— What the exercise asks —
Continue the estimateCommonDisp help page from its last line.

— Given passage —
%%
# estimateCommonDisp: Estimate Common Negative Binomial Dispersion by Conditional Maximum Likelihood

## Description

Maximizes the negative binomial conditional common likelihood to estimate a common dispersion value across all genes.
## Usage

"estimateCommonDisp"(y, tol=1e-06, rowsum.filter=5, verbose=FALSE, ...)
"estimateCommonDisp"(y, group=NULL, lib.size=NULL, tol=1e-06, rowsum.filter=5, verbose=FALSE, ...)

## Arguments

y

matrix of counts or a `DGEList`

object.

tol

the desired accuracy, passed to `optimize`

. rowsum.filter

genes with total count (across all samples) below this value will be filtered out before estimating the dispersion.

verbose

logical, if `TRUE`

then the estimated dispersion and BCV will be printed to standard output.

group

vector or factor giving the experimental group/condition for each library.

lib.size

numeric vector giving the total count (sequence depth) for each library.

...

other arguments that are not currently used.

## Value

`estimateCommonDisp.DGEList`

adds the following components to the input `DGEList`

object:
- common.dispersion
- estimate of the common dispersion.
- pseudo.counts
- numeric matrix of pseudo-counts.
- pseudo.lib.size
- the common library size to which the pseudo-counts have been adjusted.
- AveLogCPM
- numeric vector giving log2(AveCPM) for each row of
`y`

. `estimateCommonDisp.default`

returns a numeric scalar of the common dispersion estimate.
%%
— Extracted records —
%%
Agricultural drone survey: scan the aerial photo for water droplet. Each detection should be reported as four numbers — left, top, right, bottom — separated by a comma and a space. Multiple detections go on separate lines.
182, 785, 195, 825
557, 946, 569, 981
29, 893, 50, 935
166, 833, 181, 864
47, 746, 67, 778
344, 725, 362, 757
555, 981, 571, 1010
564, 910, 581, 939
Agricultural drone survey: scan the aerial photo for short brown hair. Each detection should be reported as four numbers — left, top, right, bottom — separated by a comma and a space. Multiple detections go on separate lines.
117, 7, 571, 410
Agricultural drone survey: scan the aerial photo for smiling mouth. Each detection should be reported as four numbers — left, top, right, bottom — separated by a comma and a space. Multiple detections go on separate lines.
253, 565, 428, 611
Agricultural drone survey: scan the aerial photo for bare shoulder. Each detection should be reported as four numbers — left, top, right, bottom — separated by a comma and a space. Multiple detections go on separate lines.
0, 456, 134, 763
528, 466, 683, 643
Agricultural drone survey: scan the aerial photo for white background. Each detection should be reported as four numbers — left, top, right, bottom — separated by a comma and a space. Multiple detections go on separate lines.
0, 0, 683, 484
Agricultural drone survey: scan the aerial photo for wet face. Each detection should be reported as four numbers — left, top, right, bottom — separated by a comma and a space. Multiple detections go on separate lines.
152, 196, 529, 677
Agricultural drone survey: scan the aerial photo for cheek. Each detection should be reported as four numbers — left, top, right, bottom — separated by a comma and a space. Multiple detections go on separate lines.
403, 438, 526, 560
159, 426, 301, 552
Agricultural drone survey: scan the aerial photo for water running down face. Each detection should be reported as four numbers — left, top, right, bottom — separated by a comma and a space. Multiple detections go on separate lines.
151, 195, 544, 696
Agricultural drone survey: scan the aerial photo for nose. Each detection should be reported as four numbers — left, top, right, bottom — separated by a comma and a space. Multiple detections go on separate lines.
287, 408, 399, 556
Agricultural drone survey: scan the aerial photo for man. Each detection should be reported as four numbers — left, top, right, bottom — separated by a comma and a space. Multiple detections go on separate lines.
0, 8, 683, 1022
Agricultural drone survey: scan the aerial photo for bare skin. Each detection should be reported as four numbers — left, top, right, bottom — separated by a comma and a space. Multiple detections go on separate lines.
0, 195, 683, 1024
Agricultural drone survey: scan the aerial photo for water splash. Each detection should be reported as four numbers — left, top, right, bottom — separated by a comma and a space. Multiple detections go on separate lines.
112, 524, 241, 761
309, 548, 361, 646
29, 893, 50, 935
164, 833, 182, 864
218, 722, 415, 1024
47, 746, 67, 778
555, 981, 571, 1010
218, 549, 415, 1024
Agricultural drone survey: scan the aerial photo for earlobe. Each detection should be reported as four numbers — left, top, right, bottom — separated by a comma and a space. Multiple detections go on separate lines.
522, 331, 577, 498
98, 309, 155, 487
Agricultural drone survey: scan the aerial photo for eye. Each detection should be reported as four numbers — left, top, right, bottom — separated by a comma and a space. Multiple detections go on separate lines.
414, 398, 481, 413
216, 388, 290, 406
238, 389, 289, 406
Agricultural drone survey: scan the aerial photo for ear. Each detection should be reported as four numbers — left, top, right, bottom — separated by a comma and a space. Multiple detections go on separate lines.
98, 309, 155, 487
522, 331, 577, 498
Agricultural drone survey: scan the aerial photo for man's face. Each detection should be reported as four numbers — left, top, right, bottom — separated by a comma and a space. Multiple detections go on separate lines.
%%
— Task response —
## Details

Implements the conditional maximum likelihood (CML) method proposed by Robinson and Smyth (2008) for estimating a common dispersion parameter.
This method proves to be accurate and nearly unbiased even for small counts and small numbers of replicates.The CML method involves computing a matrix of quantile-quantile normalized counts, called pseudo-counts.
The pseudo-counts are adjusted in such a way that the library sizes are equal for all samples, while preserving differences between groups and variability within each group.
The pseudo-counts are included in the output of the function, but are intended mainly for internal edgeR use.

## Examples

# True dispersion is 1/5=0.2
y <- matrix(rnbinom(250*4,mu=20,size=5),nrow=250,ncol=4)
dge <- DGEList(counts=y,group=c(1,1,2,2))
dge <- estimateCommonDisp(dge, verbose=TRUE)